### Task instructions
Express the lines below as a two-column CSV with the headers "instruction" and "output", giving one row per request: the request text in the first field and its answer in the second. Put each value in a single quoted field, with any line breaks replaced by spaces.
-- start --
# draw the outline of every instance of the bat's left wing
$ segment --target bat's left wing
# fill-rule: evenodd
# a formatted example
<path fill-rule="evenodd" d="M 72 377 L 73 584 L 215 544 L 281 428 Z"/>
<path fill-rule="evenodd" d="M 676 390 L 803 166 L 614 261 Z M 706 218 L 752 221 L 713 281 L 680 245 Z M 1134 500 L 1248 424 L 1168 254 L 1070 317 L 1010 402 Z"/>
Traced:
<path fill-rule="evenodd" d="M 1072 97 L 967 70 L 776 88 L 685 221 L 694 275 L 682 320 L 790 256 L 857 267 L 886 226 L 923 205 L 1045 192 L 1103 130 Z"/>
-- end --
### Result of the exercise
instruction,output
"# draw the outline of every instance of the bat's left wing $ segment --target bat's left wing # fill-rule: evenodd # a formatted example <path fill-rule=""evenodd"" d=""M 72 377 L 73 584 L 215 544 L 281 428 Z""/> <path fill-rule=""evenodd"" d=""M 676 390 L 803 166 L 614 261 Z M 706 218 L 752 221 L 713 281 L 680 245 Z M 1134 500 L 1248 424 L 1168 254 L 1070 317 L 1010 402 Z""/> Traced:","<path fill-rule=""evenodd"" d=""M 1072 97 L 967 70 L 776 88 L 685 221 L 694 275 L 682 320 L 790 256 L 857 267 L 886 226 L 923 205 L 1045 192 L 1103 130 Z""/>"